■ Given data ■
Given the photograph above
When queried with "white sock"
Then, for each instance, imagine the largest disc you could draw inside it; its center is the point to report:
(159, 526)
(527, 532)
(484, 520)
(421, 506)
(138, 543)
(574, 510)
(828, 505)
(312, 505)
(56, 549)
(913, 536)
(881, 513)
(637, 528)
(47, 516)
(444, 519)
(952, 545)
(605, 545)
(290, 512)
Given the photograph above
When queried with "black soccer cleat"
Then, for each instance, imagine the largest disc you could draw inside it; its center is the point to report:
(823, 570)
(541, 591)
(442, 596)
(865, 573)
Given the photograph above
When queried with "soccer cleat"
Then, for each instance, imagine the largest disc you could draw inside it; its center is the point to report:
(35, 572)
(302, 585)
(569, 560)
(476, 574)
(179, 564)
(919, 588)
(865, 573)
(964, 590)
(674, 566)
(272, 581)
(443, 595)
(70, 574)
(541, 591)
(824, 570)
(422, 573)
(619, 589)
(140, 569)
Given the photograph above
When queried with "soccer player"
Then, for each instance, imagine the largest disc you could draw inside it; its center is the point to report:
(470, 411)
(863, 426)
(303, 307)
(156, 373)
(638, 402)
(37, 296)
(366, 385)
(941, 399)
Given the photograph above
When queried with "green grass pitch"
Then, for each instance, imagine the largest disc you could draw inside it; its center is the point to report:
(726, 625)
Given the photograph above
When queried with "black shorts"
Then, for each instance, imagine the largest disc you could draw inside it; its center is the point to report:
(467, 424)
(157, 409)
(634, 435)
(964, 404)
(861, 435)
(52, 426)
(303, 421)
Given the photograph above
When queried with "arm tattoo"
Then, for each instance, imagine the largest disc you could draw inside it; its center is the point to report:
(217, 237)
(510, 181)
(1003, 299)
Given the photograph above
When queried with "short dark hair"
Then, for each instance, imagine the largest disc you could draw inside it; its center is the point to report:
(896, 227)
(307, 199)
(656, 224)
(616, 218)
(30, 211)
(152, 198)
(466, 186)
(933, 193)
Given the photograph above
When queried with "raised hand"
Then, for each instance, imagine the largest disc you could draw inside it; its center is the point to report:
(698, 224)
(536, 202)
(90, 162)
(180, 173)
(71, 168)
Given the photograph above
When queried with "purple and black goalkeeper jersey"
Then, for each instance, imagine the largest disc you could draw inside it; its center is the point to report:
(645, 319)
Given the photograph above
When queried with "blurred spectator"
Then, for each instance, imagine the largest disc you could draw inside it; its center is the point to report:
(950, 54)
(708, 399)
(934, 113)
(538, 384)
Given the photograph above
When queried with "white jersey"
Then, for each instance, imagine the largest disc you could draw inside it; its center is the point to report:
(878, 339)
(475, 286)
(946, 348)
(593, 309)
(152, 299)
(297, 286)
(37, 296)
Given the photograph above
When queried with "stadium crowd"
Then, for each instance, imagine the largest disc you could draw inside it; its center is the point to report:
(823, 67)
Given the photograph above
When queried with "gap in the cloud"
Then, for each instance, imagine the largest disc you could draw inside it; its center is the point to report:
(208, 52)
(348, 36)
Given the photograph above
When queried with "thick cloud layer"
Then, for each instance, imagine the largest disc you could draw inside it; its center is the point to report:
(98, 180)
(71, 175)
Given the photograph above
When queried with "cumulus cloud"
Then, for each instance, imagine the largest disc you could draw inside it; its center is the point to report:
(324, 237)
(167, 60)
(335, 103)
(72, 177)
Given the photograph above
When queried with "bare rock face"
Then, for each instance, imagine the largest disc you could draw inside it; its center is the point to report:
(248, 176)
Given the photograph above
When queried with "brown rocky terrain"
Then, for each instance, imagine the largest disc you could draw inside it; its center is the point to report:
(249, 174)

■ Task prompt ■
Track down all lines above with the string "jersey" and copy them.

■ Exercise result ■
When queried with "purple and black goalkeeper jersey"
When queried with "white jersey"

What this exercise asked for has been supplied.